-------- 本文
M&Aを成功させるには、M&A仲介会社に依頼することが不可欠です。
M&Aの実施を検討している人のなかには、M&A仲介会社ではどのようなサポートをしてくれるのか気になる人は多いでしょう。また、M&A仲介会社に依頼した場合、どのくらいの費用がかかるのか気になる人もいるかもしれません。
この記事では、M&A仲介会社の概要やサポート内容、依頼にかかる費用などを解説します。
また、M&A仲介会社の選び方も解説するため、M&A仲介会社を探している人は参考にしてください。
目次
M&A仲介会社とは?
M&Aを成功させるには、M&A仲介会社へ依頼することが重要です。
なかには、M&A仲介会社がどのようなことを行う会社なのか分からない人もいるでしょう。また、FAの違いが分からない人もいるかもしれません。
ここでは、M&A仲介会社の概要やFAとの違いについて解説します。
M&A仲介会社の概要
M&A仲介会社とは、どのようなことを行う会社なのでしょうか。M&A仲介会社の利用を検討している場合は、事前にM&A仲介会社がどのような会社なのかを把握しておく必要があります。
M&A仲介会社とは、M&Aアドバイザーが売り手側企業と買い手側企業の間に入り、M&Aを成功させるために中立的なサポートを行う会社です。
M&Aを行うには、相手企業の選定や法務的な手続き、税務処理などの幅広い知識が求められます。また、相手企業とマッチングしたあとは、成約するための利害関係を調整しながら、複雑なプロセスを進めなければいけません。
こうした流れを自社のみで対応するのは難しいでしょう。何か一つでも漏れがあった場合は、M&Aが失敗に終わる可能性があります。そのため、M&Aを成功させるためには、M&A仲介会社の協力が必要です。
買い手側・売り手側企業とM&A仲介会社の関係は以下の通りです。
M&A仲介会社とFAとの違いについて
M&A仲介会社と似ている仕事としてFA(ファイナンシャル・アドバイザー)を想像する人もいるでしょう。M&A仲介会社とFAはどちらもM&Aに関わる専門家ですが、役割に違いがあります。
M&A仲介会社は、売り手側企業と買い手側企業の間に立ち、中立的な立場でアドバイスやサポートを行うのが特徴です。片方の利益を偏重することなく、双方の利益をバランスよく調和させながら取引を進めます。
一方でFAは、買い手側企業もしくは売り手側企業のどちらか片方と契約をし、サポートを行うのが特徴です。FAは、契約したほうの利益を最大化するための戦略を策定します。
また、M&A仲介会社は中小企業の案件を取り扱うのが多いのに対し、FAは大手企業や上場企業などの大規模な案件を取り扱うことが多いです。
----------------
• _問題 A_:
M&A仲介会社についての本文をもとに、次の問いに答えてください。
(i) M&A仲介会社は、売り手側企業と買い手側企業の間でどのような立場からアドバイスやサポートを行いますか。
(ii) 本文でFAは何の略として示されていますか。
(iii) FAが多く取り扱うのはどのような案件ですか。
• _問題 B_:
M&A仲介会社についての本文にある「M&A仲介会社とは、M&Aアドバイザーが売り手側企業と買い手側企業の間に入り、M&Aを成功させるために中立的なサポートを行う会社です。」という一文を英語に訳してください。
• _問題 C_:
M&A仲介会社についての本文から、「M&Aを行うには、相手企業の」から「するための戦略を策定します。」までの部分をそのまま書き写してください。
この後のエントリは参照しなくてかまいません。
-------- 抽出データ
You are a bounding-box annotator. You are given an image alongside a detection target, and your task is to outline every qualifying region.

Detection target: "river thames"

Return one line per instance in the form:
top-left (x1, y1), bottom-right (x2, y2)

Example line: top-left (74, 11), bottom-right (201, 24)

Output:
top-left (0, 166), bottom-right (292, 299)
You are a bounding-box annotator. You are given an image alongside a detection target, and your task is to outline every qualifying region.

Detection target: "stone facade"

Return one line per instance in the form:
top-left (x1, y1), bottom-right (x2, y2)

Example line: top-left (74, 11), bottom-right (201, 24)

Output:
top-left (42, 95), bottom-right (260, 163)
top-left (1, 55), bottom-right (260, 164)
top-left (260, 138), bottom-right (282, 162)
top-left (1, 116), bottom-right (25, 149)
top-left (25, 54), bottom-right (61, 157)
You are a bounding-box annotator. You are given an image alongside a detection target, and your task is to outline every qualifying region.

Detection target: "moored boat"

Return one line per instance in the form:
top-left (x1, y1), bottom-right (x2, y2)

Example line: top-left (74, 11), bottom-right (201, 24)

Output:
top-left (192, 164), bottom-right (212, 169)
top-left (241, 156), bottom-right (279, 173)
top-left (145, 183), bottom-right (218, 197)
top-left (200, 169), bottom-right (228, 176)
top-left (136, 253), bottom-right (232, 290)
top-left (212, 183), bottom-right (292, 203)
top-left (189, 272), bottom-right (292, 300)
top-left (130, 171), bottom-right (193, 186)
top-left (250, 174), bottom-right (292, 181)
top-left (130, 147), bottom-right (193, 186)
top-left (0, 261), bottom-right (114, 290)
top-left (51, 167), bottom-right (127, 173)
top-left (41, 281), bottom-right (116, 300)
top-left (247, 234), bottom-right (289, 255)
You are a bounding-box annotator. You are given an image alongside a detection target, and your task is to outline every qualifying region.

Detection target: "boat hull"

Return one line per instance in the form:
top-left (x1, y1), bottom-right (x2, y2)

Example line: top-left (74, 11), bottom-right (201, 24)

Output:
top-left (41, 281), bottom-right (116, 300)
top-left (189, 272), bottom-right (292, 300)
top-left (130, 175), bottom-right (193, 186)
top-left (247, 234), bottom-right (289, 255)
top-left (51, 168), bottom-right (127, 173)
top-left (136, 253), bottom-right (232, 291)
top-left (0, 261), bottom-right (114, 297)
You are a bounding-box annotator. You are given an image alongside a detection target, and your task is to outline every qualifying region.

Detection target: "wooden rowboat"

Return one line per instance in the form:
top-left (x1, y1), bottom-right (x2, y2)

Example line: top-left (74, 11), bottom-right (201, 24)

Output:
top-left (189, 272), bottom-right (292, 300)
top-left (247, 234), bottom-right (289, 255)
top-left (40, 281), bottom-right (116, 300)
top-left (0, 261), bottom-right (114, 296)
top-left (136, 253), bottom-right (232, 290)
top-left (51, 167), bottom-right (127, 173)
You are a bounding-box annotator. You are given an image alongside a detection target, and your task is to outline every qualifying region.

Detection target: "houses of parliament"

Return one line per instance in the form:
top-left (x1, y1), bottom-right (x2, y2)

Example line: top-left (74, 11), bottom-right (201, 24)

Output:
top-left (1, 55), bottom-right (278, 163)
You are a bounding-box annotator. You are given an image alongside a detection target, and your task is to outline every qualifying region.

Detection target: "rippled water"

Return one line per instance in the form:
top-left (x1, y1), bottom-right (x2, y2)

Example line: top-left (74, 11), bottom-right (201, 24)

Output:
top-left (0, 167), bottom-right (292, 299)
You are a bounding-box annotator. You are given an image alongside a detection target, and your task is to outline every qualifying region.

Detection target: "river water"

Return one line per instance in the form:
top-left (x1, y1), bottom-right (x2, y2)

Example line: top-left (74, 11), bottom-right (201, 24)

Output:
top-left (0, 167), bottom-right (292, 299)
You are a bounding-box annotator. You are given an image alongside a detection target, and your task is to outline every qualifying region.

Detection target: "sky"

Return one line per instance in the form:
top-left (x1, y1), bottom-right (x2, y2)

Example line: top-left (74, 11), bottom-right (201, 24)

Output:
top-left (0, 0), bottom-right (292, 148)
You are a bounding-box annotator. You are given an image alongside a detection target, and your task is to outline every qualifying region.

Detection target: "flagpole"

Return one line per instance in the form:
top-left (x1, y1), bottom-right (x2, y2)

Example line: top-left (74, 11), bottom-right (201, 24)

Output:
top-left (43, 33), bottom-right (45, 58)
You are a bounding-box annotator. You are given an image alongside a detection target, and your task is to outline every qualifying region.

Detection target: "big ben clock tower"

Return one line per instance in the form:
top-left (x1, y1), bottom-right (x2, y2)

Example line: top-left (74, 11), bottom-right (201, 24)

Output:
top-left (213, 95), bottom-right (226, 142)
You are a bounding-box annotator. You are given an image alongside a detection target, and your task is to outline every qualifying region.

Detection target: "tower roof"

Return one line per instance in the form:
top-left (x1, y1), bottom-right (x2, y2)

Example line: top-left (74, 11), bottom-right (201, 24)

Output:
----------------
• _解答 A_:
(i) 中立的な立場です。
(ii) ファイナンシャル・アドバイザーです。
(iii) 大手企業や上場企業などの大規模な案件です。

• _解答 B_:
An M&A brokerage firm is a company whose M&A advisors step in between the selling company and the buying company and provide neutral support so that the M&A succeeds.

• _解答 C_:
M&Aを行うには、相手企業の選定や法務的な手続き、税務処理などの幅広い知識が求められます。また、相手企業とマッチングしたあとは、成約するための利害関係を調整しながら、複雑なプロセスを進めなければいけません。
こうした流れを自社のみで対応するのは難しいでしょう。何か一つでも漏れがあった場合は、M&Aが失敗に終わる可能性があります。そのため、M&Aを成功させるためには、M&A仲介会社の協力が必要です。
買い手側・売り手側企業とM&A仲介会社の関係は以下の通りです。
M&A仲介会社とFAとの違いについて
M&A仲介会社と似ている仕事としてFA(ファイナンシャル・アドバイザー)を想像する人もいるでしょう。M&A仲介会社とFAはどちらもM&Aに関わる専門家ですが、役割に違いがあります。
M&A仲介会社は、売り手側企業と買い手側企業の間に立ち、中立的な立場でアドバイスやサポートを行うのが特徴です。片方の利益を偏重することなく、双方の利益をバランスよく調和させながら取引を進めます。
一方でFAは、買い手側企業もしくは売り手側企業のどちらか片方と契約をし、サポートを行うのが特徴です。FAは、契約したほうの利益を最大化するための戦略を策定します。